EXERCISE: Under this task are some entries; return every one of them exactly.

Collection entries:
•••
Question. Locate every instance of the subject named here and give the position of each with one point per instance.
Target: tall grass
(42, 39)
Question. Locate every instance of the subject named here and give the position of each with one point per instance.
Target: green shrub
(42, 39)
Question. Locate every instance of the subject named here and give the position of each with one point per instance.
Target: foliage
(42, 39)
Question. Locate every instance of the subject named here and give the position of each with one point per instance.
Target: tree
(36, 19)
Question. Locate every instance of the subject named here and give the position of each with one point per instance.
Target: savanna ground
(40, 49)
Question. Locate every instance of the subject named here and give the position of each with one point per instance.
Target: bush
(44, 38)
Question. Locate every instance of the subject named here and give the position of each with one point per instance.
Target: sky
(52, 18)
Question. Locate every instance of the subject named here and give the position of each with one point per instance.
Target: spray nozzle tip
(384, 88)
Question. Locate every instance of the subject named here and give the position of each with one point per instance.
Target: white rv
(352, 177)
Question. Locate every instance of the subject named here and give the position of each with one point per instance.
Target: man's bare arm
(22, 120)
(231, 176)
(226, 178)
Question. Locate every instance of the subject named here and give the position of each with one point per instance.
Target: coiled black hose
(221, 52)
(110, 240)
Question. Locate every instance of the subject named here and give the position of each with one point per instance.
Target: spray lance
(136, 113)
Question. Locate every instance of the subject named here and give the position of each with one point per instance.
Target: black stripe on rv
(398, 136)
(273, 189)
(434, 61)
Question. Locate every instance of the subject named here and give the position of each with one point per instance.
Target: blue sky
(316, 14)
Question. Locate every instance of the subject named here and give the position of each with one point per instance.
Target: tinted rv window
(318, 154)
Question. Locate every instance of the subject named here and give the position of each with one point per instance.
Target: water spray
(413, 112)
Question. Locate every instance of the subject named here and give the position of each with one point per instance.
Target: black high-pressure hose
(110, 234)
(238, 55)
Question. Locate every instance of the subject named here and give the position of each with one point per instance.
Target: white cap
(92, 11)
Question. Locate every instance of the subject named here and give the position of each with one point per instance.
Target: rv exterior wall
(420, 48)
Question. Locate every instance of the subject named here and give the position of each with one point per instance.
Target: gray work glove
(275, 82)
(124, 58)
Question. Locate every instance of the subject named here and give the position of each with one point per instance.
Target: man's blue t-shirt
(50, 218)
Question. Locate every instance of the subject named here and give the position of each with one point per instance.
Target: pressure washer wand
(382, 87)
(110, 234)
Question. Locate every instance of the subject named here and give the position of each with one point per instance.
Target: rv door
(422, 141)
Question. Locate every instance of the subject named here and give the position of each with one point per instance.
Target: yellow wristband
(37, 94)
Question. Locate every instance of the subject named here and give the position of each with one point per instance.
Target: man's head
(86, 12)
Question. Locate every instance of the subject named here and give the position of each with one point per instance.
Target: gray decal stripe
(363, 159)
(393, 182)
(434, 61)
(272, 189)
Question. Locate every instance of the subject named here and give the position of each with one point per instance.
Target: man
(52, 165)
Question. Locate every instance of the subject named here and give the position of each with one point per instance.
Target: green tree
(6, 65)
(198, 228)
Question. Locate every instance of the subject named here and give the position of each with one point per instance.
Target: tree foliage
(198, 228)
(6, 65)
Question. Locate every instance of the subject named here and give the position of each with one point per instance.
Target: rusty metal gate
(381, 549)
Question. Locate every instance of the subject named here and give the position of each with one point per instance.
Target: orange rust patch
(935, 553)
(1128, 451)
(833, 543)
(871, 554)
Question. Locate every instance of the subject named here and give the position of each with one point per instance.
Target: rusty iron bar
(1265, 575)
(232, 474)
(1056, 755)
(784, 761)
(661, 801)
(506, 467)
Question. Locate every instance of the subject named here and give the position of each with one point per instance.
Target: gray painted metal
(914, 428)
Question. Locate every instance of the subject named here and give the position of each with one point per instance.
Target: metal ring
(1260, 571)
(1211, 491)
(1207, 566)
•••
CORRECT ANSWER:
Question. Locate every instance of the subject named here and give the position of each with one point per instance.
Target: tall grass
(42, 39)
Question. Locate every instance of the subject named here and give the position of each with one point per instance.
Target: green shrub
(42, 39)
Question. Locate every instance of the subject named here and give the position of each with one point per instance.
Target: foliage
(42, 39)
Question. Locate every instance of the subject named here and give the position of each with one point per instance.
Target: tree
(36, 19)
Question. Locate every instance of the subject named here and give the position of each with one point per instance.
Target: savanna ground
(40, 49)
Question. Locate every instance of the subject named here and give the position of each with one point per instance.
Target: bush
(44, 38)
Question. Locate every instance of the subject named here and give the position of each with one point per instance.
Target: sky
(52, 18)
Question. Locate every instance of the subject named here and give the position of each with one point per instance.
Target: spray nozzle tip
(384, 88)
Question. Locate every instance of the subject named here and give the position of each with one point per instance.
Target: white rv
(352, 177)
Question. Locate every instance of the subject named here and give the position of each with one point per instance.
Target: man's bare arm
(22, 120)
(231, 176)
(226, 178)
Question. Locate every instance of the subject named here and give the position of each with one point per instance.
Target: coiled black hose
(221, 52)
(110, 240)
Question. Locate every instance of the subject named here and give the position of each with one point per instance.
Target: spray lance
(136, 113)
Question. Locate every instance of the subject named here and give the position of each with one point per instance.
Target: black stripe on rv
(398, 136)
(273, 189)
(434, 61)
Question. Locate every instance of the subject named here and give the position of each with one point per instance.
Target: blue sky
(316, 14)
Question. Locate every instance of the subject named here and give the position of each with one point per instance.
Target: tinted rv window
(318, 154)
Question. Locate every instance of the subject named here and give the position of each with one point per instance.
Target: water spray
(413, 112)
Question. Locate every instance of the subject named here and give the position of each with one point per instance.
Target: black high-pressure hose
(110, 234)
(238, 55)
Question. Locate every instance of the subject named here and give the position of each with one point per instance.
Target: white cap
(92, 11)
Question. Locate every instance of the subject named here and give the position of each with one point per instance.
Target: rv exterior wall
(420, 48)
Question. Locate every instance of the subject named here and give the position of each with one point per instance.
Target: gray work glove
(275, 82)
(124, 58)
Question. Locate every instance of the subject named here and give the position of each with one point per instance.
Target: man's blue t-shirt
(50, 218)
Question. Locate every instance of the subject named here and give the position of each with one point per instance.
Target: pressure washer wand
(382, 87)
(110, 234)
Question. Locate every instance of the subject named here and give the position of each with one point per instance.
Target: rv door
(422, 141)
Question. Locate every instance of the subject named here and give the position of each with one point per instance.
Target: yellow wristband
(37, 94)
Question. Locate every instance of the subject named here and give the position of each with one point per instance.
Target: man's head
(86, 12)
Question. Locate every instance of the subject named here and give the position of each with one point per instance.
Target: gray decal stripe
(363, 159)
(393, 182)
(434, 61)
(272, 189)
Question. Locate every instance of the subject named here and give the position of each with one point per instance.
Target: man
(52, 165)
Question. Locate every instance of the subject named here and give the position of each with one point per instance.
Target: green tree
(6, 65)
(198, 228)
Question. Locate every instance of the subject named here and give the position of each with one point per instance.
Target: tree foliage
(198, 228)
(6, 65)
Question. Locate every instance of the subject named here and give the position of each with one point per instance.
Target: rusty metal gate
(381, 549)
Question. Locate every instance of the subject named here and give the position of each with one point per instance.
Target: orange rust patch
(935, 553)
(1128, 451)
(833, 543)
(871, 554)
Question. Locate every instance of the subject named here and give the position of each with one point per instance.
Target: rusty iron bar
(1265, 575)
(232, 474)
(1056, 755)
(784, 761)
(661, 801)
(506, 467)
Question. Locate every instance of the subject named here and give the position of each with one point per instance.
Target: gray painted metal
(914, 428)
Question. Locate every instance of the subject named here and give the position of each with one point per instance.
Target: metal ring
(1260, 571)
(1211, 491)
(1207, 566)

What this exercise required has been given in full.